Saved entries
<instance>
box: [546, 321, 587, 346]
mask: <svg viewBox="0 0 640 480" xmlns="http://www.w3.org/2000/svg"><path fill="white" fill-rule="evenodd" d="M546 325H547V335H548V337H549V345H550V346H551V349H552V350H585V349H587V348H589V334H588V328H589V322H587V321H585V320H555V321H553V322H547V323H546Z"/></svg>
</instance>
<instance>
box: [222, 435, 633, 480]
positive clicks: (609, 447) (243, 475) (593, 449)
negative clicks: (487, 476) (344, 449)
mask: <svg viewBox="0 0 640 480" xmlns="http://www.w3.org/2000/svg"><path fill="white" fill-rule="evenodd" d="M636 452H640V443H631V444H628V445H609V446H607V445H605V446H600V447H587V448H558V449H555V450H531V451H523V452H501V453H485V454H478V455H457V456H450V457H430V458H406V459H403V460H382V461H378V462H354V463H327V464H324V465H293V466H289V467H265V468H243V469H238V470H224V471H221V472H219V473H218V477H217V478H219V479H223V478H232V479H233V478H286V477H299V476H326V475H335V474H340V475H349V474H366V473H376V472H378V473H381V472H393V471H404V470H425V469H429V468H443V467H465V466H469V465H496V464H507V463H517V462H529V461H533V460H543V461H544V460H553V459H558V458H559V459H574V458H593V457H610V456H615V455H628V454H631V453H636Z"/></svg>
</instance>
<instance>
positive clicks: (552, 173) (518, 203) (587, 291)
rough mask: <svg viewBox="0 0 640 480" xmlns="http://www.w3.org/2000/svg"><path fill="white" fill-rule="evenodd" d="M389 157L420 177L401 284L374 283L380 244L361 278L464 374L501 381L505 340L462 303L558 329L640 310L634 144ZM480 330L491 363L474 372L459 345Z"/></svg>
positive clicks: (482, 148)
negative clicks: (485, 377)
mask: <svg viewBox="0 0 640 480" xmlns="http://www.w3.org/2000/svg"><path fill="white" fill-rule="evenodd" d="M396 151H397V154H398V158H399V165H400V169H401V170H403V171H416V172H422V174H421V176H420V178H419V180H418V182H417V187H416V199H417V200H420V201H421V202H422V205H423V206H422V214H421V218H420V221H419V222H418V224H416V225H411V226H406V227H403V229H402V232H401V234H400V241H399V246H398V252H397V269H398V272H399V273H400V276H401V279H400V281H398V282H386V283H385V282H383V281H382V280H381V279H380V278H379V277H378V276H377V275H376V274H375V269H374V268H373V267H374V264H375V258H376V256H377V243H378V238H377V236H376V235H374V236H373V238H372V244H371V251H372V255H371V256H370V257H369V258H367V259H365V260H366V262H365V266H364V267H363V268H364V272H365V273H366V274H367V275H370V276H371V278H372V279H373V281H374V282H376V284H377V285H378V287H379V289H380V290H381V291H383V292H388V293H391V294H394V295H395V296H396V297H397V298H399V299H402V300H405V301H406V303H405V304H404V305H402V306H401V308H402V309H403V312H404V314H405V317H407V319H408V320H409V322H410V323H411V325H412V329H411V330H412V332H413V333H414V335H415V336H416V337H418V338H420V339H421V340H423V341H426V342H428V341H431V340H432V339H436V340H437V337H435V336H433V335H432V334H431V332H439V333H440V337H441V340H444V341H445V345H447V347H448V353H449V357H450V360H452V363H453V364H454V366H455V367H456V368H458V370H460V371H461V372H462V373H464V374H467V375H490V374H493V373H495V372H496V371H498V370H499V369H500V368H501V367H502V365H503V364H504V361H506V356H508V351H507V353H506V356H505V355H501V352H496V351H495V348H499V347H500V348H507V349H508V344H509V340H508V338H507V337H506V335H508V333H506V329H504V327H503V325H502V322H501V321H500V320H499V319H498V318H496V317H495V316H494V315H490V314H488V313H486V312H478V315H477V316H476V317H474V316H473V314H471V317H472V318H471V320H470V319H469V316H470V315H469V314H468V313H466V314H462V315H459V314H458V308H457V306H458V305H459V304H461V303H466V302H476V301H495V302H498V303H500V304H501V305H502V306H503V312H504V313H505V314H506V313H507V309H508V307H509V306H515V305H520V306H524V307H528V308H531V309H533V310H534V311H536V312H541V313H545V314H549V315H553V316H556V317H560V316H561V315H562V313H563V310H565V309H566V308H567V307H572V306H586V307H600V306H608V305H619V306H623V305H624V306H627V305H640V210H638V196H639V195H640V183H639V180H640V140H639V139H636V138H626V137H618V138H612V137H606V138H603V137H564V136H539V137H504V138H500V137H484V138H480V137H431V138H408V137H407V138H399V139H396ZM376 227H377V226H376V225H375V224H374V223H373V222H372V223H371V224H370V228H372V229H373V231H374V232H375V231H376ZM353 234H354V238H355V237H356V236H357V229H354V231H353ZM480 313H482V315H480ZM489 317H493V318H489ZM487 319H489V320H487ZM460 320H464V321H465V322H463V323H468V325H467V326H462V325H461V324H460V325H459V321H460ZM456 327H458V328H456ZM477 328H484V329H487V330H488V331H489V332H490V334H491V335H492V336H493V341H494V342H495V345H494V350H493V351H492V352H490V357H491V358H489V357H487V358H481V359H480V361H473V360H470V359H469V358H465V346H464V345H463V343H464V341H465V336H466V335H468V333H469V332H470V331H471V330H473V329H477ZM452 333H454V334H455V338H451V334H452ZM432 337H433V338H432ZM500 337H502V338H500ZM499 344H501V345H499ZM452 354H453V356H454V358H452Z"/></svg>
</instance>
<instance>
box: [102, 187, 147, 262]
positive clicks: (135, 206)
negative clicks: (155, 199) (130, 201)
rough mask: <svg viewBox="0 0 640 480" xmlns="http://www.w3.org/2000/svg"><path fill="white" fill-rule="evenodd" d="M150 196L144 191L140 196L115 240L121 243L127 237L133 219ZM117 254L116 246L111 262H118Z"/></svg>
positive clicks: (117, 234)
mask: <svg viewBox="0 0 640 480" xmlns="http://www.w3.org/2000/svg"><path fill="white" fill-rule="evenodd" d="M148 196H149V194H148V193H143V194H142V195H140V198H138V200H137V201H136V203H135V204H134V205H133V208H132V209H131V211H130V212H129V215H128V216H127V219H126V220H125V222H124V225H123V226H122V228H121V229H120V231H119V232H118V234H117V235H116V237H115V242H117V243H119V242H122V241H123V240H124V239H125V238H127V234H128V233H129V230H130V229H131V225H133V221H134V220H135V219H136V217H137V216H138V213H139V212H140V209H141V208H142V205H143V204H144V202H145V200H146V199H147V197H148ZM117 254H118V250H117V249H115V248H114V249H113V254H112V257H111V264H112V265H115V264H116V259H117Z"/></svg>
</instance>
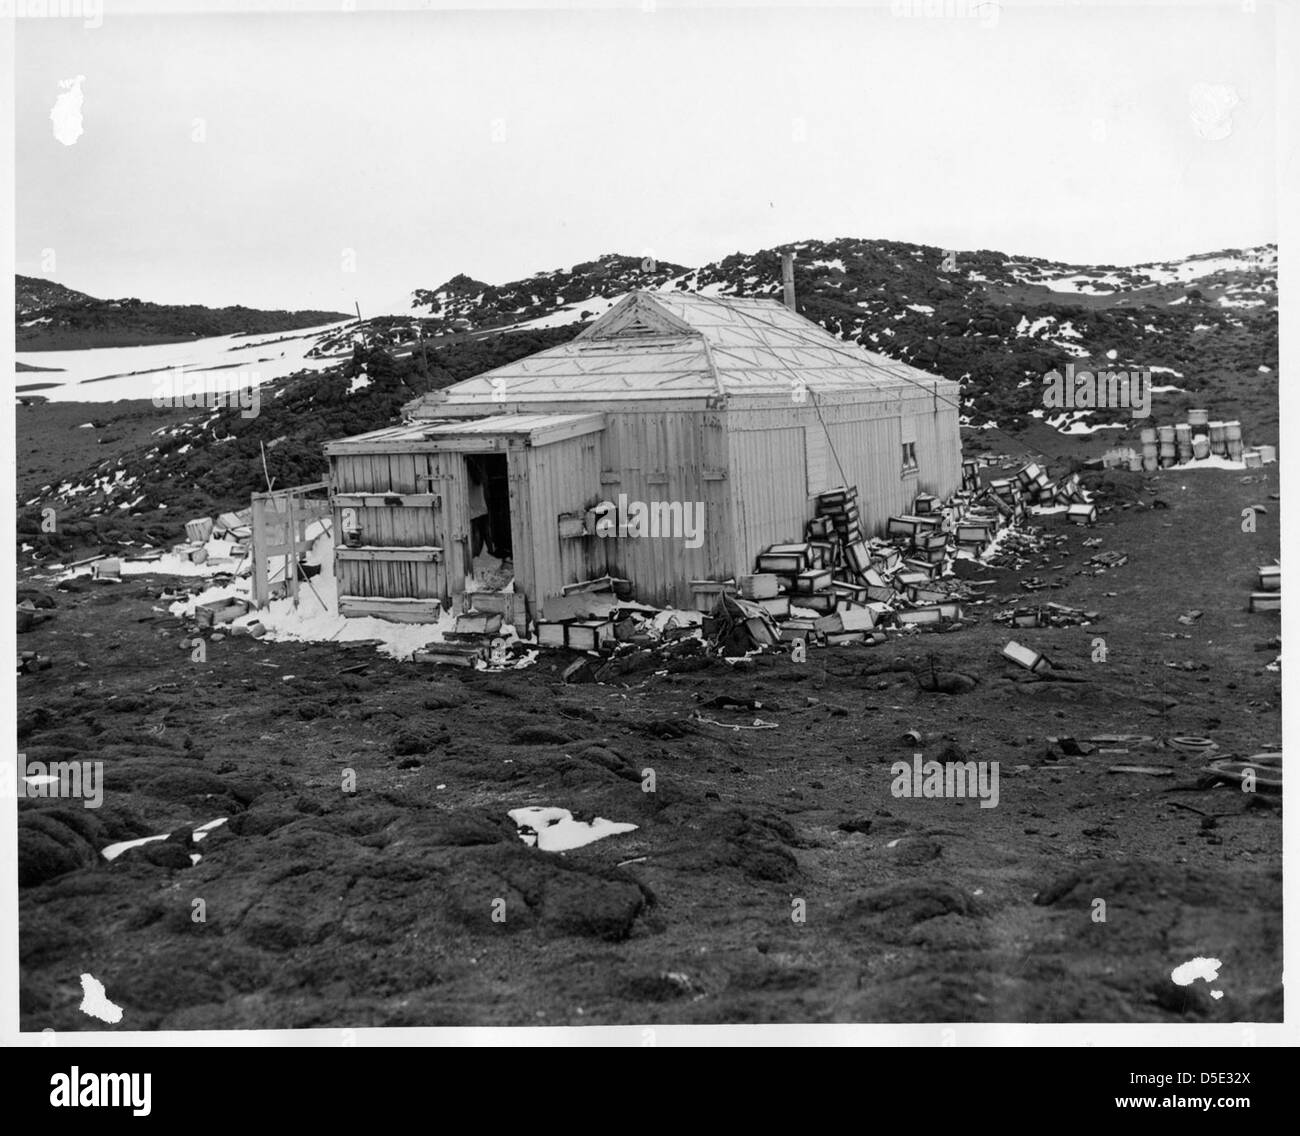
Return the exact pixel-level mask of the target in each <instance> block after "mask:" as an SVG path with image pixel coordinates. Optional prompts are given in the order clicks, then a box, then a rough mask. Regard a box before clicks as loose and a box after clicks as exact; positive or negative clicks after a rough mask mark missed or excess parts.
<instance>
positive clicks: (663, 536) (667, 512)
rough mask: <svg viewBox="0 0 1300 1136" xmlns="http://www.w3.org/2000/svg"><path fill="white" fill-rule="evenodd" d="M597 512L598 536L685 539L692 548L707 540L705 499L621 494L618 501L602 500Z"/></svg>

- **Exercise**
Write out the lines of the entries, word for word, from the first through the one containing "positive clicks: (609, 447)", and stop at that line.

- **Completed task**
<instance>
box: [546, 321, 587, 346]
mask: <svg viewBox="0 0 640 480" xmlns="http://www.w3.org/2000/svg"><path fill="white" fill-rule="evenodd" d="M546 325H547V335H548V337H549V345H550V346H551V349H552V350H585V349H587V348H589V334H588V328H589V322H587V321H585V320H555V321H553V322H547V323H546Z"/></svg>
</instance>
<instance>
box: [222, 435, 633, 480]
positive clicks: (609, 447) (243, 475) (593, 449)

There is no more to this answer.